## Start Provided data
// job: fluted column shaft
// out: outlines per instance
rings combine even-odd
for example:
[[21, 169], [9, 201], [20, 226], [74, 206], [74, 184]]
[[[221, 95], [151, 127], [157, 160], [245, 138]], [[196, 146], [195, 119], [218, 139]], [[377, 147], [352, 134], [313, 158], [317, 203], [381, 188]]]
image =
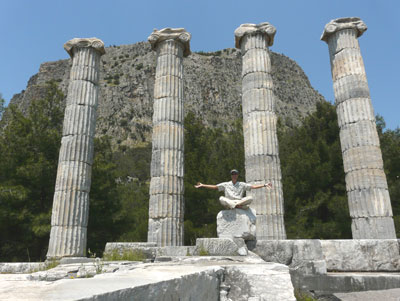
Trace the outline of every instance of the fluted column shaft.
[[184, 143], [183, 56], [190, 34], [163, 29], [149, 37], [157, 52], [148, 242], [183, 244]]
[[72, 67], [58, 161], [47, 257], [86, 255], [89, 191], [96, 127], [102, 41], [73, 39], [64, 45]]
[[359, 18], [325, 26], [346, 190], [354, 239], [396, 238], [364, 63], [357, 38], [367, 29]]
[[242, 108], [246, 182], [271, 182], [273, 188], [251, 191], [257, 214], [257, 239], [285, 239], [283, 192], [276, 133], [275, 96], [268, 46], [275, 28], [243, 24], [236, 31], [242, 52]]

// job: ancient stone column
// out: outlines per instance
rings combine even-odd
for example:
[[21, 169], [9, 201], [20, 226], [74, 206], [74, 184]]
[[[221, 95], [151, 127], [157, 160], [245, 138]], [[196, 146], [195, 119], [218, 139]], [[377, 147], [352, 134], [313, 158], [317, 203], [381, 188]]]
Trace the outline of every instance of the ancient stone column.
[[86, 256], [93, 138], [104, 44], [96, 38], [72, 39], [65, 43], [64, 49], [72, 58], [72, 67], [51, 216], [49, 259]]
[[183, 57], [190, 38], [183, 28], [154, 30], [148, 38], [157, 67], [147, 240], [158, 246], [183, 244]]
[[328, 43], [333, 89], [355, 239], [396, 238], [374, 110], [357, 38], [367, 26], [359, 18], [332, 20]]
[[271, 182], [273, 188], [253, 190], [257, 239], [285, 239], [283, 192], [276, 134], [277, 117], [269, 46], [276, 29], [265, 22], [242, 24], [235, 30], [242, 52], [242, 108], [246, 182]]

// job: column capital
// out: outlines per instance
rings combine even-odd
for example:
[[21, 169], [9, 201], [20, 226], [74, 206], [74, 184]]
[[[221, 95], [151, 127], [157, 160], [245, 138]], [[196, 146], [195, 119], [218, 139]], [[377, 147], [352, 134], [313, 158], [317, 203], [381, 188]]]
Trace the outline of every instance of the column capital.
[[190, 54], [190, 39], [192, 35], [184, 28], [163, 28], [160, 30], [154, 29], [148, 37], [151, 44], [151, 49], [156, 50], [157, 44], [165, 40], [176, 40], [183, 45], [183, 56]]
[[367, 30], [367, 25], [365, 25], [365, 23], [358, 17], [334, 19], [325, 25], [324, 32], [321, 35], [321, 40], [328, 42], [330, 35], [343, 29], [354, 29], [358, 38]]
[[69, 40], [67, 43], [64, 44], [64, 49], [66, 52], [68, 52], [71, 58], [73, 56], [73, 49], [75, 47], [78, 48], [92, 47], [95, 50], [97, 50], [100, 53], [100, 55], [103, 55], [105, 53], [104, 43], [102, 40], [98, 38], [74, 38], [72, 40]]
[[274, 44], [274, 37], [276, 33], [276, 28], [274, 25], [263, 22], [259, 24], [246, 23], [240, 25], [235, 30], [235, 47], [240, 48], [240, 41], [246, 34], [262, 33], [268, 36], [268, 46]]

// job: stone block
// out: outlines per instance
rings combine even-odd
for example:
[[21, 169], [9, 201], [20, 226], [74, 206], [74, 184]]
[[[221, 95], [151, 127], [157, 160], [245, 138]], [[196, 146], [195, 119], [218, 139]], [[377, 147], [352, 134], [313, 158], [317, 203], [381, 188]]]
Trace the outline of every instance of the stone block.
[[55, 191], [90, 191], [92, 166], [79, 161], [60, 161]]
[[63, 136], [87, 135], [94, 137], [97, 108], [92, 106], [69, 105], [65, 108]]
[[86, 80], [70, 80], [68, 85], [67, 106], [86, 105], [97, 107], [98, 102], [97, 85]]
[[[200, 256], [239, 256], [244, 254], [245, 244], [238, 246], [230, 238], [198, 238], [194, 255]], [[241, 250], [240, 250], [241, 249]], [[246, 254], [247, 255], [247, 252]]]
[[272, 76], [266, 72], [252, 72], [243, 76], [242, 93], [252, 89], [270, 89], [274, 87]]
[[296, 300], [288, 267], [277, 263], [227, 266], [221, 285], [221, 300]]
[[183, 98], [183, 81], [177, 76], [165, 75], [156, 77], [154, 83], [154, 98]]
[[86, 227], [89, 218], [89, 193], [78, 190], [54, 193], [51, 224]]
[[160, 256], [193, 256], [195, 254], [195, 246], [168, 246], [159, 247], [156, 251], [156, 257]]
[[[280, 160], [277, 154], [246, 156], [246, 181], [281, 181]], [[264, 182], [265, 183], [265, 182]], [[274, 184], [274, 183], [272, 183]], [[275, 186], [273, 186], [275, 187]]]
[[351, 232], [354, 239], [395, 239], [392, 216], [353, 218]]
[[[182, 191], [183, 192], [183, 191]], [[149, 217], [165, 218], [183, 216], [184, 213], [182, 194], [154, 194], [150, 195]]]
[[182, 150], [154, 150], [151, 158], [151, 176], [183, 177], [184, 154]]
[[[369, 189], [357, 189], [348, 191], [347, 197], [349, 200], [350, 216], [352, 218], [375, 218], [393, 215], [389, 191], [387, 189], [373, 187]], [[365, 231], [371, 231], [372, 229], [370, 228], [365, 228]]]
[[293, 257], [294, 240], [257, 240], [252, 252], [267, 262], [289, 265]]
[[[281, 192], [279, 192], [279, 195], [282, 195]], [[271, 201], [271, 199], [267, 198], [265, 198], [264, 200], [265, 202]], [[279, 203], [281, 199], [275, 198], [274, 200], [276, 203]], [[283, 204], [281, 204], [281, 206], [283, 206]], [[257, 210], [257, 207], [255, 208]], [[276, 214], [276, 215], [257, 213], [256, 227], [257, 227], [257, 239], [260, 240], [286, 239], [283, 212], [281, 214]]]
[[45, 262], [0, 262], [0, 274], [34, 273], [45, 268]]
[[95, 262], [96, 258], [87, 257], [63, 257], [60, 259], [60, 264], [72, 264], [72, 263], [88, 263]]
[[359, 169], [346, 173], [346, 190], [388, 189], [383, 169]]
[[183, 194], [183, 178], [177, 176], [152, 177], [150, 181], [150, 195], [152, 194]]
[[[330, 23], [333, 22], [331, 21]], [[336, 24], [334, 26], [337, 26]], [[326, 26], [330, 25], [331, 24], [328, 23]], [[329, 36], [324, 37], [323, 35], [324, 41], [328, 43], [330, 55], [333, 56], [346, 48], [359, 48], [357, 34], [358, 31], [349, 26], [349, 28], [346, 29], [337, 29], [336, 32], [333, 32]]]
[[58, 161], [78, 161], [93, 164], [93, 137], [86, 135], [65, 136], [61, 139]]
[[183, 123], [183, 99], [176, 97], [164, 97], [154, 99], [153, 124], [158, 122]]
[[242, 95], [243, 115], [254, 111], [275, 112], [275, 95], [270, 89], [247, 90]]
[[398, 271], [397, 239], [321, 240], [327, 269], [333, 271]]
[[183, 244], [183, 215], [177, 217], [149, 218], [147, 241], [158, 246], [181, 246]]
[[331, 57], [332, 79], [349, 75], [365, 74], [364, 62], [359, 48], [345, 48]]
[[165, 53], [157, 57], [156, 78], [167, 75], [183, 78], [183, 58], [178, 53]]
[[337, 105], [336, 112], [339, 127], [361, 120], [375, 121], [374, 110], [368, 97], [345, 100]]
[[242, 56], [242, 76], [253, 72], [270, 72], [271, 59], [267, 48], [253, 48]]
[[[81, 208], [81, 209], [88, 210], [88, 208]], [[67, 213], [65, 215], [67, 215]], [[72, 219], [77, 220], [78, 223], [81, 222], [76, 217], [73, 217]], [[68, 224], [59, 225], [57, 223], [52, 222], [47, 259], [52, 260], [65, 256], [84, 257], [86, 256], [86, 242], [87, 242], [86, 225], [84, 227], [79, 225], [68, 225]]]
[[96, 67], [91, 66], [72, 66], [70, 71], [71, 80], [86, 80], [93, 84], [97, 84], [99, 81], [99, 70]]
[[305, 260], [291, 268], [291, 271], [301, 275], [326, 275], [325, 260]]
[[369, 98], [365, 74], [349, 75], [333, 82], [336, 104], [351, 98]]
[[217, 235], [219, 238], [243, 238], [244, 240], [255, 240], [255, 211], [252, 209], [220, 211], [217, 215]]
[[353, 147], [343, 152], [344, 172], [358, 169], [383, 169], [381, 150], [378, 146]]
[[324, 260], [321, 241], [319, 239], [297, 239], [293, 243], [293, 258], [291, 266], [304, 261]]
[[[253, 196], [253, 203], [251, 203], [251, 208], [255, 209], [257, 215], [283, 215], [283, 204], [279, 200], [283, 199], [282, 187], [280, 181], [266, 179], [266, 182], [272, 183], [272, 189], [261, 188], [257, 190], [250, 191]], [[252, 184], [259, 184], [258, 182], [251, 182]], [[261, 183], [260, 183], [261, 184]], [[270, 222], [279, 223], [279, 221], [269, 218]]]
[[345, 124], [340, 128], [339, 135], [342, 152], [359, 146], [380, 146], [375, 122], [370, 120]]
[[177, 122], [158, 122], [153, 126], [154, 150], [183, 149], [183, 125]]

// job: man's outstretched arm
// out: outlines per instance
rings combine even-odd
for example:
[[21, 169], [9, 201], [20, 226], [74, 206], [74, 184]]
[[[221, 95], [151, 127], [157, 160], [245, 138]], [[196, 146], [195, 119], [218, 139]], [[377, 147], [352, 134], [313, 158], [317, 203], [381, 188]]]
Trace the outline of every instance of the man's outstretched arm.
[[218, 189], [218, 186], [217, 186], [217, 185], [202, 184], [202, 183], [200, 183], [200, 182], [198, 182], [196, 185], [194, 185], [194, 187], [196, 187], [196, 188], [204, 187], [204, 188], [215, 189], [215, 190]]
[[267, 189], [271, 189], [272, 184], [267, 183], [267, 184], [261, 184], [261, 185], [251, 185], [251, 189], [259, 189], [259, 188], [264, 188], [264, 187], [266, 187]]

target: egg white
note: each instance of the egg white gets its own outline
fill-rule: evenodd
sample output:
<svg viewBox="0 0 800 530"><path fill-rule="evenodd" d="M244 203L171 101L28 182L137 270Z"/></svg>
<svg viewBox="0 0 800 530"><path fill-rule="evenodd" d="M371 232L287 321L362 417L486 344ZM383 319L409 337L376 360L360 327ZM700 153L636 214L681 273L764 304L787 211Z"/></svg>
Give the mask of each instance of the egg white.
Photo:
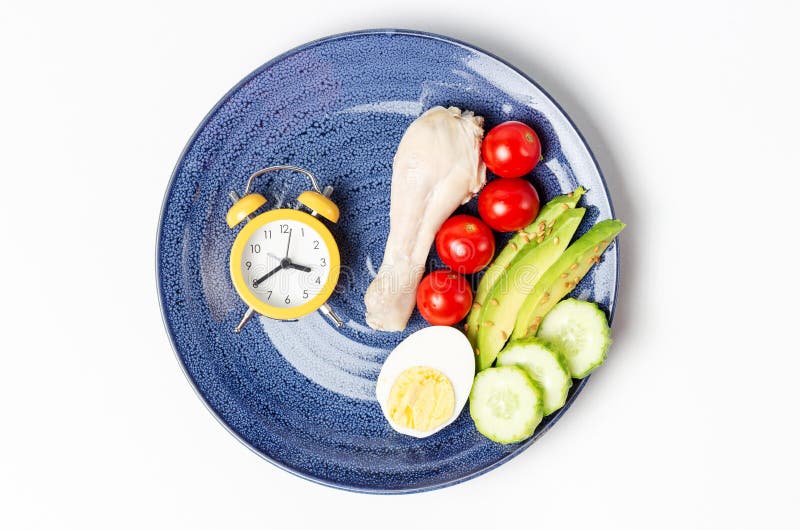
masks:
<svg viewBox="0 0 800 530"><path fill-rule="evenodd" d="M455 394L453 415L442 425L429 431L417 431L397 425L388 414L389 392L397 377L413 366L429 366L450 380ZM425 438L451 423L461 414L475 378L475 355L467 337L450 326L431 326L409 335L392 350L375 384L375 397L386 420L399 433Z"/></svg>

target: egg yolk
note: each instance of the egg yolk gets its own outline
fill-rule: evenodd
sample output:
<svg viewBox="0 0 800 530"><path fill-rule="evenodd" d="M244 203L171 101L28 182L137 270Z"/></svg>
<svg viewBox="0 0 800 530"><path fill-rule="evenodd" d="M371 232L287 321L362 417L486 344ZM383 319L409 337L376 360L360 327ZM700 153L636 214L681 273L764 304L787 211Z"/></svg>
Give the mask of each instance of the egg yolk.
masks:
<svg viewBox="0 0 800 530"><path fill-rule="evenodd" d="M414 366L395 379L387 408L397 425L430 431L450 419L455 403L453 385L442 372L428 366Z"/></svg>

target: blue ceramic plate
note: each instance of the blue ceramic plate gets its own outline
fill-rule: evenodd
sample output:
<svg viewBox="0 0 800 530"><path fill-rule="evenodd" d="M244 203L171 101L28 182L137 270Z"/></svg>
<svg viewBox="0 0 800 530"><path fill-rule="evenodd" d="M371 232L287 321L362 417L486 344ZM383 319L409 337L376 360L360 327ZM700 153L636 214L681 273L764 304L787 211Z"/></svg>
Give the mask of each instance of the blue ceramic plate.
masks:
<svg viewBox="0 0 800 530"><path fill-rule="evenodd" d="M516 445L481 436L464 409L434 436L392 431L374 398L388 352L425 326L415 313L403 333L372 331L363 296L388 232L392 157L404 130L434 105L532 125L544 160L530 176L542 202L583 185L582 231L613 216L600 170L574 125L535 83L467 44L414 31L375 30L325 38L258 68L203 120L180 157L164 200L158 280L167 331L186 375L212 413L266 460L348 490L401 493L475 477L519 454L566 411ZM253 319L228 275L235 231L225 224L229 190L253 171L292 164L334 187L334 229L349 270L330 300L346 324L318 313L297 322ZM293 205L306 183L292 174L256 183L270 204ZM474 212L475 201L463 208ZM431 267L439 266L435 252ZM477 278L476 278L477 279ZM617 247L578 286L609 316Z"/></svg>

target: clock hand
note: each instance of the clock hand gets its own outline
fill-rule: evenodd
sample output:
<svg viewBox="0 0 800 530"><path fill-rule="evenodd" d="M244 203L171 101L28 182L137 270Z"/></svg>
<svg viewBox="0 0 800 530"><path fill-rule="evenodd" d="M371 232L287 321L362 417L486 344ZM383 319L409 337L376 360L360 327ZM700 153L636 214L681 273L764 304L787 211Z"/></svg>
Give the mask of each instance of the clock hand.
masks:
<svg viewBox="0 0 800 530"><path fill-rule="evenodd" d="M297 263L289 263L288 265L286 265L286 267L298 271L311 272L311 267L306 267L305 265L298 265Z"/></svg>
<svg viewBox="0 0 800 530"><path fill-rule="evenodd" d="M283 259L289 259L289 247L292 245L292 229L289 229L289 241L286 242L286 257Z"/></svg>
<svg viewBox="0 0 800 530"><path fill-rule="evenodd" d="M276 272L278 272L279 270L284 269L284 268L286 268L286 267L284 266L283 262L281 262L280 265L278 265L277 267L275 267L274 269L272 269L271 271L266 273L261 278L259 278L257 280L253 280L253 287L258 287L259 285L261 285L262 282L266 281L267 278L269 278L270 276L272 276L273 274L275 274Z"/></svg>

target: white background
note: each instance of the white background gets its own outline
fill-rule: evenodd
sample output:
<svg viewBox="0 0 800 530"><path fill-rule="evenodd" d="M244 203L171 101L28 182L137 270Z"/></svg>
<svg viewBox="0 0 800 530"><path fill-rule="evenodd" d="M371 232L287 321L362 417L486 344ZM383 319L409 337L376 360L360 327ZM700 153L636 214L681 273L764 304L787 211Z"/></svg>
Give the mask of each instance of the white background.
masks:
<svg viewBox="0 0 800 530"><path fill-rule="evenodd" d="M3 2L0 527L797 528L799 22L789 1ZM629 225L615 344L576 404L509 464L400 497L234 440L154 274L205 113L273 56L370 27L539 81Z"/></svg>

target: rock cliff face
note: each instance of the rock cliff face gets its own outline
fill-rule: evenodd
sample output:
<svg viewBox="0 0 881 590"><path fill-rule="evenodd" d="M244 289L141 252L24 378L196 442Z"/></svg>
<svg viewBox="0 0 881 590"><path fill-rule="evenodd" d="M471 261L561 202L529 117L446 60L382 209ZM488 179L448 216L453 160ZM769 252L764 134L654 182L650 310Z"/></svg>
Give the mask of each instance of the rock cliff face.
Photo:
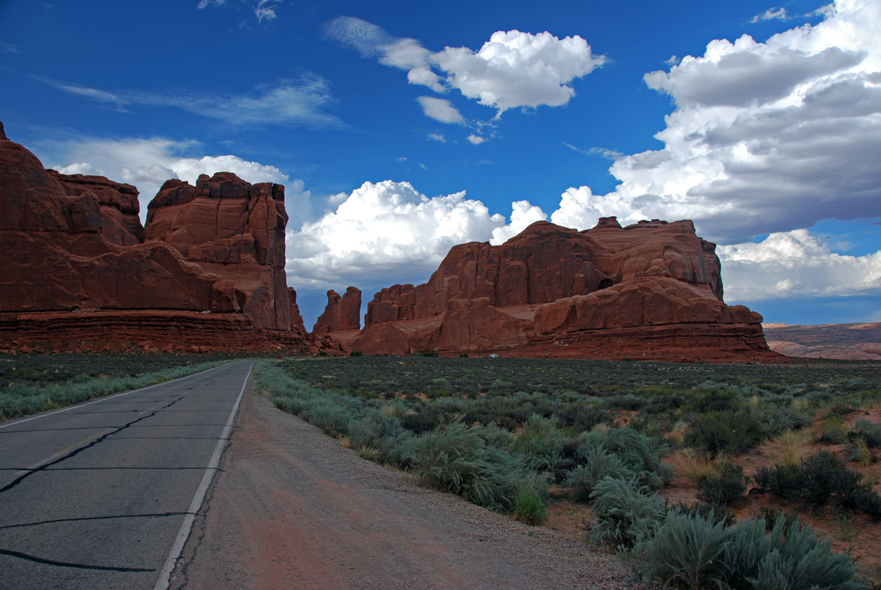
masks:
<svg viewBox="0 0 881 590"><path fill-rule="evenodd" d="M283 187L169 181L148 209L144 228L134 187L45 170L3 134L0 341L63 327L68 341L159 348L324 345L285 284Z"/></svg>
<svg viewBox="0 0 881 590"><path fill-rule="evenodd" d="M342 297L332 289L329 291L328 305L324 308L324 313L319 316L312 332L314 334L333 334L334 332L357 330L360 328L361 290L349 287Z"/></svg>
<svg viewBox="0 0 881 590"><path fill-rule="evenodd" d="M715 245L690 221L537 222L500 246L455 247L425 284L367 306L352 349L524 356L761 359L761 316L722 302Z"/></svg>

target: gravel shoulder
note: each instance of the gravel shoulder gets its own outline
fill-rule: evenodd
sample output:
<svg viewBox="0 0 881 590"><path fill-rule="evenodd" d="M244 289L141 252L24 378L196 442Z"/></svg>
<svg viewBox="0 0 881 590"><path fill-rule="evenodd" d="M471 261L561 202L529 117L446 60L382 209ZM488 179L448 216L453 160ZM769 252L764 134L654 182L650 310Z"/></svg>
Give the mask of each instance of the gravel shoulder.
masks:
<svg viewBox="0 0 881 590"><path fill-rule="evenodd" d="M248 385L172 588L633 588L629 570L345 449Z"/></svg>

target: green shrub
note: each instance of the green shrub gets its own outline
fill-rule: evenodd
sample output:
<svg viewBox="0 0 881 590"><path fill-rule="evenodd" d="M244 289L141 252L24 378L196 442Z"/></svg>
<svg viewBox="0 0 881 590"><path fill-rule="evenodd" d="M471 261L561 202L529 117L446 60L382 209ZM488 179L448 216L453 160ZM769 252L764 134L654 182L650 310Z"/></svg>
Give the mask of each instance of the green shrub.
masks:
<svg viewBox="0 0 881 590"><path fill-rule="evenodd" d="M761 590L857 590L865 586L847 555L833 553L832 541L810 526L785 517L766 535L762 519L739 523L722 559L732 588Z"/></svg>
<svg viewBox="0 0 881 590"><path fill-rule="evenodd" d="M537 491L526 488L517 491L514 517L528 525L540 525L548 518L548 507Z"/></svg>
<svg viewBox="0 0 881 590"><path fill-rule="evenodd" d="M828 451L818 451L802 460L799 496L813 510L822 508L833 495L840 503L850 498L862 476L845 467L840 459Z"/></svg>
<svg viewBox="0 0 881 590"><path fill-rule="evenodd" d="M640 477L643 485L658 490L663 484L666 474L661 464L661 456L666 452L667 446L659 439L647 436L633 428L598 430L585 432L579 437L576 454L583 461L584 458L590 456L599 447L617 456L630 471Z"/></svg>
<svg viewBox="0 0 881 590"><path fill-rule="evenodd" d="M881 518L881 496L863 481L862 474L848 469L828 451L818 451L798 465L761 468L753 479L761 491L784 499L798 498L811 510L821 510L833 501L842 508Z"/></svg>
<svg viewBox="0 0 881 590"><path fill-rule="evenodd" d="M594 488L605 477L637 476L618 455L609 453L603 445L579 451L581 463L573 468L563 479L563 485L572 489L576 501L587 502Z"/></svg>
<svg viewBox="0 0 881 590"><path fill-rule="evenodd" d="M345 406L329 397L315 398L302 412L302 416L309 424L328 434L342 434L353 417Z"/></svg>
<svg viewBox="0 0 881 590"><path fill-rule="evenodd" d="M755 418L747 414L731 416L724 412L699 416L685 437L689 445L703 448L714 457L720 453L744 453L764 441L762 425Z"/></svg>
<svg viewBox="0 0 881 590"><path fill-rule="evenodd" d="M818 440L820 442L838 445L844 442L848 436L848 428L844 425L844 420L836 414L830 414L820 424L820 434Z"/></svg>
<svg viewBox="0 0 881 590"><path fill-rule="evenodd" d="M654 536L664 503L636 477L605 477L590 494L594 542L626 551Z"/></svg>
<svg viewBox="0 0 881 590"><path fill-rule="evenodd" d="M832 552L810 526L780 517L767 531L763 519L734 528L712 517L670 511L643 543L640 573L663 587L733 590L863 589L847 555Z"/></svg>
<svg viewBox="0 0 881 590"><path fill-rule="evenodd" d="M406 441L402 458L429 487L497 512L513 507L519 463L507 451L488 446L477 430L461 422Z"/></svg>
<svg viewBox="0 0 881 590"><path fill-rule="evenodd" d="M854 427L848 433L848 438L862 439L869 448L881 447L881 424L865 418L856 418Z"/></svg>
<svg viewBox="0 0 881 590"><path fill-rule="evenodd" d="M734 531L712 514L670 511L657 533L638 548L646 566L640 574L663 587L726 587L726 564L720 557Z"/></svg>
<svg viewBox="0 0 881 590"><path fill-rule="evenodd" d="M529 468L547 474L555 483L575 464L576 446L575 441L556 428L526 431L514 443L515 452L523 457Z"/></svg>

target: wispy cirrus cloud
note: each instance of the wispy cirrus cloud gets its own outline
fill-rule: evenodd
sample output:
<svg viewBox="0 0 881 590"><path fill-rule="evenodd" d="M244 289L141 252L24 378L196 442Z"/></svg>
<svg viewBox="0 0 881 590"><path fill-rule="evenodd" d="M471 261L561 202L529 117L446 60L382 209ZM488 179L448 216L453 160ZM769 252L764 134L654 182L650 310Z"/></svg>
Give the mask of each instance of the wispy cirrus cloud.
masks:
<svg viewBox="0 0 881 590"><path fill-rule="evenodd" d="M132 105L171 107L234 125L345 127L338 117L324 110L336 100L330 93L328 81L315 74L304 75L298 80L279 80L257 86L248 93L229 96L196 92L108 92L43 77L33 77L69 94L111 105L123 113L129 112L126 107Z"/></svg>
<svg viewBox="0 0 881 590"><path fill-rule="evenodd" d="M572 144L566 144L566 142L563 142L563 145L578 153L583 153L585 156L599 156L607 159L618 159L624 155L618 150L610 150L609 148L592 147L585 150Z"/></svg>
<svg viewBox="0 0 881 590"><path fill-rule="evenodd" d="M788 20L789 15L787 14L785 8L769 8L760 14L750 18L751 23L758 23L761 20Z"/></svg>
<svg viewBox="0 0 881 590"><path fill-rule="evenodd" d="M199 10L204 10L209 6L222 6L227 4L226 0L199 0L199 4L196 5L196 8ZM258 23L262 23L264 20L275 20L278 18L278 14L276 12L278 6L284 4L284 0L243 0L240 4L247 4L253 11L254 16L256 18Z"/></svg>

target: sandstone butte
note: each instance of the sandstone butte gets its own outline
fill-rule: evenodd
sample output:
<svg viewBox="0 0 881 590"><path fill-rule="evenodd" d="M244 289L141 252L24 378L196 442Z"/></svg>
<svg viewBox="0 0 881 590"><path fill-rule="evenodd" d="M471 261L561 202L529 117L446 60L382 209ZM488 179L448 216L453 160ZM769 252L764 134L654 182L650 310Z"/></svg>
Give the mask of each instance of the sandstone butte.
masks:
<svg viewBox="0 0 881 590"><path fill-rule="evenodd" d="M337 337L342 336L341 333L357 332L360 328L361 290L349 287L342 297L332 289L329 291L328 305L318 317L312 332Z"/></svg>
<svg viewBox="0 0 881 590"><path fill-rule="evenodd" d="M46 170L0 123L0 348L339 351L285 277L285 188L234 174L137 190Z"/></svg>
<svg viewBox="0 0 881 590"><path fill-rule="evenodd" d="M715 245L691 221L579 232L537 222L453 247L424 284L382 289L347 348L673 361L781 360L762 318L722 301Z"/></svg>

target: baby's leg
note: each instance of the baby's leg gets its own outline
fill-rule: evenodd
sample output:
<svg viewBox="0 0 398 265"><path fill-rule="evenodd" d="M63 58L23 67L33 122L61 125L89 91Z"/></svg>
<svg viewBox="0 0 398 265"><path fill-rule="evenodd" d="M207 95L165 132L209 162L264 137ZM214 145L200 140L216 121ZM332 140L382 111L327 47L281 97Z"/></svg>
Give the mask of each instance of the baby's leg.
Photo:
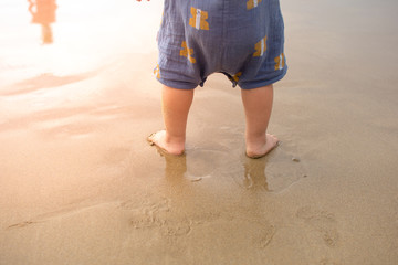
## End Provided data
(What you need to do):
Please format the lines of the records starting at the line containing "target: blue ceramic plate" and ending at the line containing "445L481 436L464 409L434" as a numbered list, leaving out any blank lines. Include only those lines.

(Task output):
1. target: blue ceramic plate
2. note: each instance of the blue ceramic plate gets its own outline
3. fill-rule: evenodd
4. sample output:
5. <svg viewBox="0 0 800 530"><path fill-rule="evenodd" d="M244 203L171 101L28 182L137 270Z"/></svg>
6. <svg viewBox="0 0 800 530"><path fill-rule="evenodd" d="M371 232L287 321L362 417L486 344ZM383 319L409 337L376 360L360 327ZM700 153L636 214L681 273L764 304L787 211Z"/></svg>
7. Give the mask of each instance of the blue ceramic plate.
8. masks:
9. <svg viewBox="0 0 800 530"><path fill-rule="evenodd" d="M516 445L481 436L464 409L434 436L392 431L374 398L388 352L425 326L415 313L403 333L372 331L363 296L388 232L392 157L404 130L434 105L532 125L544 160L530 176L542 202L583 185L582 231L613 216L600 170L574 125L535 83L467 44L414 31L375 30L325 38L258 68L203 120L180 157L164 200L158 280L167 331L186 375L212 413L266 460L348 490L401 493L475 477L519 454L566 411ZM253 319L228 275L235 231L225 224L229 190L253 171L292 164L334 187L334 229L349 270L330 300L346 324L318 313L297 322ZM293 205L306 183L292 174L256 183L270 204ZM474 212L475 201L463 208ZM431 267L439 266L435 252ZM477 278L476 278L477 279ZM617 247L578 286L609 316Z"/></svg>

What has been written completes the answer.